_Task to complete_: Copy the material starting at the line that contains "My supervisor requested detection results for the arched" and ending at the line that contains "600, 339, 629, 384", changing "arched gateway" to "stone archway" and leaving everything else as it is.
______________________________
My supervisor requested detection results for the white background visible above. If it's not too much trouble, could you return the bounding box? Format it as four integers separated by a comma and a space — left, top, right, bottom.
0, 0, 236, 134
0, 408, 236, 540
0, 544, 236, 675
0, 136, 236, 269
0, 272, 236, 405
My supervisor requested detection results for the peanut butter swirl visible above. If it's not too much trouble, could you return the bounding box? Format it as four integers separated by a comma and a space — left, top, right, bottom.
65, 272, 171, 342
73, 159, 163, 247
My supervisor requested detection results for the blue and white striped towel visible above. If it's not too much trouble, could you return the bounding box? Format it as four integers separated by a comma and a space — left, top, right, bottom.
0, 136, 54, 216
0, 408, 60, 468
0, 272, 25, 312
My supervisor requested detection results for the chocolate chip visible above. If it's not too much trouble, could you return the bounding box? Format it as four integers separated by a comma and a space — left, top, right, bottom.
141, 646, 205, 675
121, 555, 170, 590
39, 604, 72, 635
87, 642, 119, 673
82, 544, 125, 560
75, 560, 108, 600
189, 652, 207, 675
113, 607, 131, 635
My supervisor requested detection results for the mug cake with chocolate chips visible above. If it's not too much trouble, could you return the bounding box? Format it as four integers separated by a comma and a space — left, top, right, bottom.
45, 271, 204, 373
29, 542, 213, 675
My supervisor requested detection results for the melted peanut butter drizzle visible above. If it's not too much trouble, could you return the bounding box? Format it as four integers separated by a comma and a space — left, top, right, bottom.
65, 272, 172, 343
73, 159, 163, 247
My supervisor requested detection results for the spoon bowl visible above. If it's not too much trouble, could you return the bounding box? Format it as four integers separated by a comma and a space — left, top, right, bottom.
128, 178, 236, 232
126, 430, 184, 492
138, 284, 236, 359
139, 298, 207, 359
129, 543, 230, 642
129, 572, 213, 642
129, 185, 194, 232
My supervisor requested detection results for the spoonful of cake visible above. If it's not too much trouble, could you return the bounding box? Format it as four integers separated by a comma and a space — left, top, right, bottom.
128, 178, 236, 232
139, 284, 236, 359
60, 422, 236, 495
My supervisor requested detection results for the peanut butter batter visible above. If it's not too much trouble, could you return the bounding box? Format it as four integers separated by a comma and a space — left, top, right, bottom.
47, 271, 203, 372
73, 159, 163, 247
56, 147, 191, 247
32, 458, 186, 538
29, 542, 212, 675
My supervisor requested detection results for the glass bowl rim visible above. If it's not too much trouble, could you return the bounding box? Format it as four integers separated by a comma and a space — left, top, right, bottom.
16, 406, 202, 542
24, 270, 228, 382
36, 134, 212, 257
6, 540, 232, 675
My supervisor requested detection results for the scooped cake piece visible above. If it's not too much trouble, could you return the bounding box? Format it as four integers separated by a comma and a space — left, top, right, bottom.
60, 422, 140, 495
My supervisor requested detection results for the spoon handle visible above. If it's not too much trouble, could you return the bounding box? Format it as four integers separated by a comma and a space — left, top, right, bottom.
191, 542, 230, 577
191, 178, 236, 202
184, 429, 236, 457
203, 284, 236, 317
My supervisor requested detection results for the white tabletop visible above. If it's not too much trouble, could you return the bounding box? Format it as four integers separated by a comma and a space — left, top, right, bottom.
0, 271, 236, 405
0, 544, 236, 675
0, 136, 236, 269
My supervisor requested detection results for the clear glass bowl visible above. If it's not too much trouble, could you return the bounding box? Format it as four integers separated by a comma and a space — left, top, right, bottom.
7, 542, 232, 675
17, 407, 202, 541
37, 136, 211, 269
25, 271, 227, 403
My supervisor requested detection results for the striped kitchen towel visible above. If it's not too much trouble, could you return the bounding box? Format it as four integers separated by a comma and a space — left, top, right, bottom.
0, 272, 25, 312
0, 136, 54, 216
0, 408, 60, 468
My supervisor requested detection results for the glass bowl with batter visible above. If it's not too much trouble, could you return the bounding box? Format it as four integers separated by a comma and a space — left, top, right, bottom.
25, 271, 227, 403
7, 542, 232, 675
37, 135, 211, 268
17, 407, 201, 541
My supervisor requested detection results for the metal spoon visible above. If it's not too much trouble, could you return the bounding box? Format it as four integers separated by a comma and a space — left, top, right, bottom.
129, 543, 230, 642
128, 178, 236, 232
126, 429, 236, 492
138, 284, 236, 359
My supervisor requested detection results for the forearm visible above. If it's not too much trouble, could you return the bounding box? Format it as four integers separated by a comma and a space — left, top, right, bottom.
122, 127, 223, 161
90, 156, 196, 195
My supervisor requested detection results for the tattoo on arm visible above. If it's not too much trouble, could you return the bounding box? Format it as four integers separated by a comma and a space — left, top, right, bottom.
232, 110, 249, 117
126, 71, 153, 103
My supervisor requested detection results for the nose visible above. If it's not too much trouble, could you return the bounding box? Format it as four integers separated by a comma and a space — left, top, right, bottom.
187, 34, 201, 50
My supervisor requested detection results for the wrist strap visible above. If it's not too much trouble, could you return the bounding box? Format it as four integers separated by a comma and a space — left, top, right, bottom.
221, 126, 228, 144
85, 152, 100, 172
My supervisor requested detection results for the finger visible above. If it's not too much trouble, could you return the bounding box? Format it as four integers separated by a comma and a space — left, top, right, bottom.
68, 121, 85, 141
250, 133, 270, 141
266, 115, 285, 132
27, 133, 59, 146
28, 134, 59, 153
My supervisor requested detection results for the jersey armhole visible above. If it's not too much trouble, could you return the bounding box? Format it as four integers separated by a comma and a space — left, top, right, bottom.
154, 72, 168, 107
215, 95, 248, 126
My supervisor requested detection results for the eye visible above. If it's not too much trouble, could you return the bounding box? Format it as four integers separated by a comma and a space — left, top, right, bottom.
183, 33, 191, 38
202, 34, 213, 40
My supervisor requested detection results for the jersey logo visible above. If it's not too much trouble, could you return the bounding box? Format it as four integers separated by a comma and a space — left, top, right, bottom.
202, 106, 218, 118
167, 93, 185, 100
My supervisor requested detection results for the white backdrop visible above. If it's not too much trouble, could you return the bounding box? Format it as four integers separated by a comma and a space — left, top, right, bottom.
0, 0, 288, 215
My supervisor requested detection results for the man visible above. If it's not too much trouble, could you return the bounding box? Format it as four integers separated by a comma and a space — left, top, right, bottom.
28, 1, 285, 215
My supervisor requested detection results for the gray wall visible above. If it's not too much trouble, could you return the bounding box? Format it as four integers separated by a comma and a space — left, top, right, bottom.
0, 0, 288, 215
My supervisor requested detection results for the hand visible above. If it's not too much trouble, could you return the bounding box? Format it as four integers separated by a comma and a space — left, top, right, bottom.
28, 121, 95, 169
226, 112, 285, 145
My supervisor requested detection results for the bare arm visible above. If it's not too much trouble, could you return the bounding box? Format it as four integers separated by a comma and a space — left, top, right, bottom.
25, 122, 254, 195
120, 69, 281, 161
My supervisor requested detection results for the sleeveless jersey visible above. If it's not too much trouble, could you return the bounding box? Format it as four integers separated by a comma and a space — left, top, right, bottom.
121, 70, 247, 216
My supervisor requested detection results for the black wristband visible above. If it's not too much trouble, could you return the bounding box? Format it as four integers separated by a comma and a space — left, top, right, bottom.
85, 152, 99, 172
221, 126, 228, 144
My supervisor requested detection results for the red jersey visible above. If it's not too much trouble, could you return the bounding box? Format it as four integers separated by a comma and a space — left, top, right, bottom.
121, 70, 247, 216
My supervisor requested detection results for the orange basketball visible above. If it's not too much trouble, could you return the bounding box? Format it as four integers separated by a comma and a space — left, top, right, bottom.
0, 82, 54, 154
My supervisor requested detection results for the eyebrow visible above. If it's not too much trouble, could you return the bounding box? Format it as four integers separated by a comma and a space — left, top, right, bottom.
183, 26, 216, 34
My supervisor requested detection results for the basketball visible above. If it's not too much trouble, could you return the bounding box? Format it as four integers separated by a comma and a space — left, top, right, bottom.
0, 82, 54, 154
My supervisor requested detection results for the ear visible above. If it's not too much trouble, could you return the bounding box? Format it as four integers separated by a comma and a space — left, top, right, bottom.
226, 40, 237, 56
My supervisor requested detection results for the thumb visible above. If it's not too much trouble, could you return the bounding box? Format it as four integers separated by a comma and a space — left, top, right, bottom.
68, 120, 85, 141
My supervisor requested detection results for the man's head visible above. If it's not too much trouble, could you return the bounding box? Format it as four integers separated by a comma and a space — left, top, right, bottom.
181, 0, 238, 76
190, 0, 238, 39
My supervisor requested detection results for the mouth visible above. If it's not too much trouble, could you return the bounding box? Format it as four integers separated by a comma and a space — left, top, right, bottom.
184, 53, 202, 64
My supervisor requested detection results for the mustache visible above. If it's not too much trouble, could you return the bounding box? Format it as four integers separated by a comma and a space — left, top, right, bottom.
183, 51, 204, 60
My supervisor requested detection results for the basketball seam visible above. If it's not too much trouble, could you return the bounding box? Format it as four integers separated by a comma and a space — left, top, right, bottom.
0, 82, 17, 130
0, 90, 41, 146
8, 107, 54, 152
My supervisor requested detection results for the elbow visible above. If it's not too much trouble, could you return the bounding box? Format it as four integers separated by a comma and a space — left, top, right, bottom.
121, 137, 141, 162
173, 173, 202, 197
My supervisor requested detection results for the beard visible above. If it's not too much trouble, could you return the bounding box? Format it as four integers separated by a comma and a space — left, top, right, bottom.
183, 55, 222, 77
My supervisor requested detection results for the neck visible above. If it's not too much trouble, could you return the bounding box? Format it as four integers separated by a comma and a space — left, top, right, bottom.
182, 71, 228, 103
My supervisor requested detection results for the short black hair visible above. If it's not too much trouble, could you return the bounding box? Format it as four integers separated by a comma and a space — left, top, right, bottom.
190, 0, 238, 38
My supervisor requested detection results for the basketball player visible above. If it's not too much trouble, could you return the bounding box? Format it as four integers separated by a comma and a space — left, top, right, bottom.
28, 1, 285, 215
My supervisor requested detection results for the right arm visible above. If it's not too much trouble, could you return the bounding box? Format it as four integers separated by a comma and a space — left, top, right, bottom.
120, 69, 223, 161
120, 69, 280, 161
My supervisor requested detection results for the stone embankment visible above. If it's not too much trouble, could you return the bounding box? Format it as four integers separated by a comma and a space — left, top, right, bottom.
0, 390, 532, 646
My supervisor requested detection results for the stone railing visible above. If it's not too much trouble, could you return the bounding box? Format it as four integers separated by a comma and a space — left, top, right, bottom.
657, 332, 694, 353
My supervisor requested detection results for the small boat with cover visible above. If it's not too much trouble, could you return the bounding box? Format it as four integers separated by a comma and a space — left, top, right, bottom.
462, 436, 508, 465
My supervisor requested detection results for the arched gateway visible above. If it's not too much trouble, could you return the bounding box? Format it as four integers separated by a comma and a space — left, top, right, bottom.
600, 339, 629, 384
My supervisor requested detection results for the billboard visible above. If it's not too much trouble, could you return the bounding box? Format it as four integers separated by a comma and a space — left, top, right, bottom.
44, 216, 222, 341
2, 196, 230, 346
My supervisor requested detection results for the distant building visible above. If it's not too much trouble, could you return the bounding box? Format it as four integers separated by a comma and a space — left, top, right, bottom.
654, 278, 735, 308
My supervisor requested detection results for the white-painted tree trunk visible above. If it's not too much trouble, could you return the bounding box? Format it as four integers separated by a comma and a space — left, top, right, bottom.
______________________________
_Expected output_:
My supervisor requested detection results for the stone archway visible above. If it's not too much trouble, could you return the bounding box? Format it as four integers separated by a comma and a space — left, top, right, bottom.
600, 339, 629, 384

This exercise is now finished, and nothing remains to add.